Keep the pictures out and restate every record exactly.

[Entries from a pointing dataset]
------------------------------------

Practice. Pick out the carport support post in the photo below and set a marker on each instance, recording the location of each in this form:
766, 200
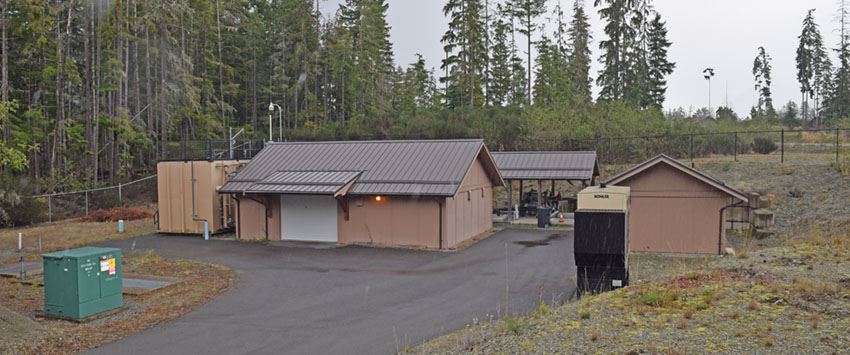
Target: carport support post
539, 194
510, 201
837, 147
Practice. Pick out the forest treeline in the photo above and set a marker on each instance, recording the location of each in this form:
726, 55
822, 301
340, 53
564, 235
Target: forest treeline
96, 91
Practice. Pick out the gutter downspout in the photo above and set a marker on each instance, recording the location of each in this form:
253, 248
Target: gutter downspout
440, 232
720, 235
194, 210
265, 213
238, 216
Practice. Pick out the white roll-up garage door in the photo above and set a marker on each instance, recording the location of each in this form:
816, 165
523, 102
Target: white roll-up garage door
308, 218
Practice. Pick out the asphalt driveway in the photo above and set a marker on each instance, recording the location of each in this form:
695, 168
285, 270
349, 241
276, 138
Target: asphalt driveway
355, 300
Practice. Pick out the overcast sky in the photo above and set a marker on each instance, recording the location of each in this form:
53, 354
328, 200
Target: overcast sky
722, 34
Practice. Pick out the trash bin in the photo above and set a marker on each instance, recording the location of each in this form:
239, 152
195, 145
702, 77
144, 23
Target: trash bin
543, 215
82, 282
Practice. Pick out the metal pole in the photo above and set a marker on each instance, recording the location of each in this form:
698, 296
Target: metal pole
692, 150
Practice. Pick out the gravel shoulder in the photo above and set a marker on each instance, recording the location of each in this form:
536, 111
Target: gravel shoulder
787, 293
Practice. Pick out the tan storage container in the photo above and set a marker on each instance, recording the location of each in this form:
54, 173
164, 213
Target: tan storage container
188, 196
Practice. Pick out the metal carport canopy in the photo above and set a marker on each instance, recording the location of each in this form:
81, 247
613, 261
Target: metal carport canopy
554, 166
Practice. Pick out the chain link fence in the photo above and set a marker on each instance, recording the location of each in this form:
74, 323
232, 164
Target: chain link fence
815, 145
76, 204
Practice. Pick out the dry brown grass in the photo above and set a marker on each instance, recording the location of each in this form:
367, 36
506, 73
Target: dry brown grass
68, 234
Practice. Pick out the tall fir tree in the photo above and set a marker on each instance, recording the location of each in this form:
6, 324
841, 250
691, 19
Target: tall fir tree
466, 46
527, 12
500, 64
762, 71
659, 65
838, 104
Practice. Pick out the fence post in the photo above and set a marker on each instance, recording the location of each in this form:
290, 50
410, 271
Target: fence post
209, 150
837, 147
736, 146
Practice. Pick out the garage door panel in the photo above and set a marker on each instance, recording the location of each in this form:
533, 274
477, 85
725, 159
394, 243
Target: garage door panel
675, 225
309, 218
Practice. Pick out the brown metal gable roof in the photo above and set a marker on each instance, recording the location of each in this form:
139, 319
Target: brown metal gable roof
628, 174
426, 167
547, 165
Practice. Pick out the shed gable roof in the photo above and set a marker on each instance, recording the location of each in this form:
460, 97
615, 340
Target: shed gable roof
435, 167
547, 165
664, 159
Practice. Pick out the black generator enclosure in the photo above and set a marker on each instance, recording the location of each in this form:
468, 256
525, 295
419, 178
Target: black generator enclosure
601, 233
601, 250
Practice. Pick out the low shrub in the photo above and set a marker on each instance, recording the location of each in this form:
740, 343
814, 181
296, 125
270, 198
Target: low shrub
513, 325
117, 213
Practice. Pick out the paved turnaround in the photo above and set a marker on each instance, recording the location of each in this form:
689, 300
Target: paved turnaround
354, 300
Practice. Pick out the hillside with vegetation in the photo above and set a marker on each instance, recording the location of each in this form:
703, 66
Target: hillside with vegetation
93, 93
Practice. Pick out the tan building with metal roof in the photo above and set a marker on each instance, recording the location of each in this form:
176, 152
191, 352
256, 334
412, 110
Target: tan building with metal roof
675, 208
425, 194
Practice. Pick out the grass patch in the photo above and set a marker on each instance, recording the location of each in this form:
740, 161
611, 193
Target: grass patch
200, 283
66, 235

------------------------------------

## Completed exercise:
Practice. Pick out the carport support post in the photo below and set a marker on each instance, recording the location of each in this form:
766, 200
Target: carport support post
539, 194
510, 201
837, 147
Practice. Pick out the forest treeline in the photo above and set a marker on each instance, recording the location of each in this form:
726, 55
822, 301
340, 53
564, 235
Target: forest treeline
96, 91
Practice. Pick out the gutter downspout in the photo above and set a marker on each instance, recording the location of each in this form:
253, 248
Target: gutter downspout
440, 232
720, 235
194, 210
265, 213
238, 216
Practice. Pick out the white roll-up garage door in the photo above and set a marker on each instance, recording the location of each in this form:
816, 165
523, 102
Target: white roll-up garage door
308, 218
Practice. Pick out the asphalt driveway in the photo above and set a marker on each instance, recording the location of each in this form:
695, 168
285, 270
349, 241
276, 138
Target: asphalt driveway
355, 300
Practice. Pick out the overcast sky in the photo above and set a marker on each instance, recording the location of each in this form:
53, 354
328, 200
Target: overcast sky
722, 34
Practice. Pick out the trash bin in the photo above and set a marker on each instance, recording the location of each in this form:
239, 152
195, 145
702, 77
144, 23
Target: trash bin
543, 215
82, 282
Practice. Pick out the metal pole in the photo above and set a marker on each instance, recording the location of each in this form:
698, 296
Target: metal pole
692, 150
Practice. Pick out the gravel shoulder in the photo above and set a marker on each instance, recording the location of each in this form:
536, 111
Target: gravel shoulder
787, 293
Practice. Pick out the tan storage container in the photo above and set a marker on each instance, recording the location of each in this form:
54, 173
164, 213
Target: tan storage container
188, 196
Practice. Pick out the metal carport canopy in the photo above and set a marker on each instance, recording the location of each in this form:
81, 247
613, 261
Target: metal carport canopy
554, 166
Practice. Pick out the chain link fence in the photo above and set a marker on each instance, recording the location of each in this form:
74, 323
232, 164
Target: chain link fence
815, 145
76, 204
Practice. Pick out the dry brown grass in the photo above and set a marker on each instance, recording the location of each in this form:
367, 36
506, 73
Target: dry brown grass
68, 234
Practice. Pick out the tall fir tree in the photo above and set a marker on each instance, recording the location of each in this form:
6, 324
841, 250
691, 19
Target: tall fir tree
466, 46
527, 12
500, 64
762, 71
659, 65
838, 104
Practice. Pick out the fence post in the photo above and set a marker on each instance, recording the location of each in this form:
290, 50
410, 271
Target: fence post
209, 150
837, 147
736, 146
Practice. Pick out the garage door panel in the photo above and set a marker on each instance, recording the location of each in this form:
533, 274
477, 85
725, 159
394, 243
Target: garage door panel
675, 225
309, 218
Practice. Pick out the brown metal gable roof in the photo above and set a marker on each instance, recording the location of each in this form:
139, 319
Target: brown metal gable roof
628, 174
426, 167
547, 165
Practice. Pick out the shed gable roof in the photo above and set a marker on each instance, recording the location of each in this form:
460, 97
615, 340
Target: shed gable roof
435, 167
547, 165
664, 159
Practice. Pick out the black generator enclosure in the photo above and set a marker on each instance, recording the location of each in this form:
468, 256
525, 295
419, 178
Target: black generator enclosure
601, 233
601, 250
Practice. Pick out the low shrub in the photo above and set a marker on each instance, recording the location of each in this form:
740, 343
814, 181
296, 125
270, 198
Target: low shrub
513, 325
117, 213
Practice. Pick out the paved turnaround in the photo above and set a marker on each instance, recording the location of each in this form:
689, 300
Target: paved turnaround
354, 300
Practice. Pick out the hillside with vegetation in the photo above and set a marker on each instance, recording the location of each in this form:
703, 66
Target: hillside with vegetation
93, 93
Practice. Pick out the tan building with metal roof in the photo above and set a marker on each instance, recording the location of each in this form:
176, 152
191, 352
256, 334
412, 110
Target: tan building with metal roof
675, 208
425, 194
Practice. Pick out the grass patch in the photo above and set a marker on each instance, recording the location of each in this form:
740, 161
611, 193
Target: grass patch
200, 283
66, 235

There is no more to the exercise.